### Testo del documento:
....

Subito un avvertimento, o meglio un’avvertenza per l’uso: visitare questa mostra non vi libererà dalle vostre angosce, dai vostri pensieri bui, né renderà più affidabili i vostri colleghi o meno ingrati i vostri figli, insomma non vi renderà più felici. Meglio ridimensionare subito le aspettative di chi si accinge a visitare speranzoso The Happy Show, l’esposizione allestita fino all’11 marzo al Museum für Gestaltung di Zurigo e ideata dal designer e grafico austriaco Stefan Sagmeister.
Figlio di una coppia di commercianti, da anni Sagmeister risiede a New York dove è diventato famoso per i progetti grafici per le copertine di dischi di gruppi e cantanti noti e meno noti, da Lou Reed, a David Byrne, ai Rolling Stones, per i quali ha firmato la cover di Bridges to Babylon. Tutto bene, finché un giorno si accorge che anche il puro stile formale è vuoto, che la routine del pubblicitario è promuovere servizi e prodotti, decide che è più utile inventare contenuti, che il design può parlare al pubblico in modo diverso. Una rivelazione che, si scopre in una sequenza del film The Happy Show, lo coglie in un corso di meditazione alle prese con i dolori di schiena per le lunghe sedute a gambe incrociate e l’esperienza del vuoto mentale; alla fine un Sagmeister pacato si confessa all’obiettivo: «è ora di dedicare la mia vita ad altro».

....

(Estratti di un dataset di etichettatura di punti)
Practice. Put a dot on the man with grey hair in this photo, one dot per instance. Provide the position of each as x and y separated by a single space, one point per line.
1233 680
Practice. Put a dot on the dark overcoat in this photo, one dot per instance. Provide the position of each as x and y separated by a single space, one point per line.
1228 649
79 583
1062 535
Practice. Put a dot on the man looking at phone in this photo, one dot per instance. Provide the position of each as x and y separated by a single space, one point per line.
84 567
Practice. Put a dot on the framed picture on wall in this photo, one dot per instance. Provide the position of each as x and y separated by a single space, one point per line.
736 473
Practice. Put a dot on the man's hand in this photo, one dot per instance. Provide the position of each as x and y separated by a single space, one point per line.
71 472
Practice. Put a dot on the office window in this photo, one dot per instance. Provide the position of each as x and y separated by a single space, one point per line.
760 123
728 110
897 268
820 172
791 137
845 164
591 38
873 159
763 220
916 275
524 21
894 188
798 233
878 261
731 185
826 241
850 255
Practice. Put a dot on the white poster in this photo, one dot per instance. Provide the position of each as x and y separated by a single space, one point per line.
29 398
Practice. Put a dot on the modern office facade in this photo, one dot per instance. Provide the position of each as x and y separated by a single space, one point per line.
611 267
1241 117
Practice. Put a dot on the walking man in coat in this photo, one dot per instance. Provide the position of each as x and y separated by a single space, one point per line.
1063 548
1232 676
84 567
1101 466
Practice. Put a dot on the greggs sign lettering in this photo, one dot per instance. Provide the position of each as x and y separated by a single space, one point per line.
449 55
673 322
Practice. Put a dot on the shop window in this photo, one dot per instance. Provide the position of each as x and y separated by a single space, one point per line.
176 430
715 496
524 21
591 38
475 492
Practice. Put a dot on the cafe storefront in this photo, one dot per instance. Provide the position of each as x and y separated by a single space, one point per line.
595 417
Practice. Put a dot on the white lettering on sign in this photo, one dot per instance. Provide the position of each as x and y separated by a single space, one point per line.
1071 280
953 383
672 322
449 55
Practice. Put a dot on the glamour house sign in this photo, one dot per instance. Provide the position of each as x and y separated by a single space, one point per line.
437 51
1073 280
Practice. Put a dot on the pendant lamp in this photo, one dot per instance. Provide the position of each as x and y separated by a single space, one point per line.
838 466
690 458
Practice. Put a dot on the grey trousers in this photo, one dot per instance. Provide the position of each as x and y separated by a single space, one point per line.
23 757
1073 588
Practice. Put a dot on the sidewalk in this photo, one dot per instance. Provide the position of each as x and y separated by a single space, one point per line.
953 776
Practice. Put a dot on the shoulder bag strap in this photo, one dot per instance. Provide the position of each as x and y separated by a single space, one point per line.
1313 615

....

### Consegna 1:
Secondo il testo sulla mostra The Happy Show, perché chi la visita dovrebbe ridimensionare le proprie aspettative? Rispondi in una o due frasi.
### Consegna 2:
Fornisci il seguito del testo sulla mostra The Happy Show, riprendendo subito dopo l'ultima frase riportata.

### Risposta corretta 1:
Perché la visita non libererà dalle angosce e dai pensieri bui, non renderà più affidabili i colleghi né meno ingrati i figli: in breve, non renderà più felici.

### Risposta corretta 2:
La sua personale ricerca della felicità diventa allora il pretesto e l’ossatura di un film e di un’esposizione che riunisce installazioni, video, opere grafiche e testi che si aprono come le pagine di un diario personale in cui i visitatori entrano e giocano insieme a Sagmeister. Convinto di abitare nel migliore dei mondi possibili, l’epoca in cui l’uomo per la prima volta ha il suo destino in mano, nonostante il Ventesimo secolo abbia spalancato l’abisso sul male assoluto con due guerre mondiali e l’Olocausto. «Now is better» ci suggerisce un video fra zollette di zucchero e tazzine di caffè: noi uomini siamo tutti alla ricerca della felicità, ci ricorda una citazione di Blaise Pascal; e forse mai come oggi sembriamo condannati a essere felici, a cercare il benessere a tutti i costi, a bandire ogni malinconia dalle nostre vite, passando da una happy hour all’altra.
Dalla filosofia si passa subito alla psicologia del Ventesimo secolo che tutto misura con grafici e tabelle, persino la felicità: secondo Abraham Maslow e il suo modello piramidale potremo essere felici solo quando soddisferemo il bisogno di realizzazione personale (e quanto calza alle nostre società occidentali iperindividualiste), di (auto)stima, di appartenenza, di sicurezza e infine altre esigenze fisiologiche quali il sonno, il sesso e il cibo. Ecco uno schema che sembra semplice e infallibile.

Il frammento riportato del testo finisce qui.